- [AUFGABEN]
a: Schreiben Sie aus dem Seitenauszug den Abschnitt zwischen „Quelle: Fraunhofer IPA/Foto: Rainer“ und „in die Technologie.“ wortgetreu ab, beide Stellen eingeschlossen.
b: Fassen Sie den Absatz des Seitenauszugs, der mit „Nicht erst seit gestern“ beginnt, als Stichpunktliste zusammen. Behalten Sie dabei seine wesentlichen Fakten bei.

- [SEITENAUSZUG]

----------

Quelle: Fraunhofer IPA/Foto: Rainer Bez
Zuverlässige KI: Künstliche neuronale Netze absichern
Künstliche Intelligenz (KI) bietet im Produktionsumfeld viele Mehrwerte – vorausgesetzt, die verwendeten Methoden sind sicher, verlässlich und transparent. Am Fraunhofer IPA arbeiten Forscher daran, dass KI-basierte Technologien diese Kriterien erfüllen. Mit zuverlässiger KI handeln Unternehmen rechtssicher und gewinnen das Vertrauen der Anwender in die Technologie.
Veröffentlicht am 16.12.2021
Lesezeit ca. 8 Minuten
Nicht erst seit gestern sind Methoden der Künstlichen Intelligenz auf dem Vormarsch. Tatsächlich reicht ihre Historie sogar bis in die 1950er Jahre und zum bekannten Turing-Test zurück. Hierbei stellt eine Person einer menschlichen und einer künstlichen Intelligenz Fragen und versucht, anhand der Antworten zu erkennen, bei welcher Entität es sich um KI handelt. Zwar geht der Test bislang noch selten zugunsten der Maschine aus. Doch Künstliche Intelligenz, genauer: ihr prominentes Teilgebiet maschinelles Lernen (ML), ist extrem im Kommen – auch im Produktionsumfeld.

----------

- [AUSGANGSDATEN]
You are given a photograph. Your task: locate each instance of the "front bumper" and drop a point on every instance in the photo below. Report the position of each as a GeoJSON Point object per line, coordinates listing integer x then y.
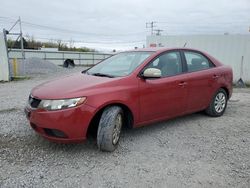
{"type": "Point", "coordinates": [63, 126]}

----------

- [ERWARTETE ANTWORTEN]
a:
Quelle: Fraunhofer IPA/Foto: Rainer Bez
Zuverlässige KI: Künstliche neuronale Netze absichern
Künstliche Intelligenz (KI) bietet im Produktionsumfeld viele Mehrwerte – vorausgesetzt, die verwendeten Methoden sind sicher, verlässlich und transparent. Am Fraunhofer IPA arbeiten Forscher daran, dass KI-basierte Technologien diese Kriterien erfüllen. Mit zuverlässiger KI handeln Unternehmen rechtssicher und gewinnen das Vertrauen der Anwender in die Technologie.

b:
- Methoden der Künstlichen Intelligenz sind nicht erst seit Kurzem auf dem Vormarsch.
- Ihre Geschichte reicht bis in die 1950er Jahre und zum Turing-Test zurück.
- Beim Turing-Test stellt eine Person einer menschlichen und einer künstlichen Intelligenz Fragen. Anhand der Antworten versucht sie zu erkennen, welche davon die KI ist.
- Bislang geht der Test selten zugunsten der Maschine aus.
- KI ist stark im Kommen, auch im Produktionsumfeld. Das gilt besonders für ihr Teilgebiet maschinelles Lernen (ML).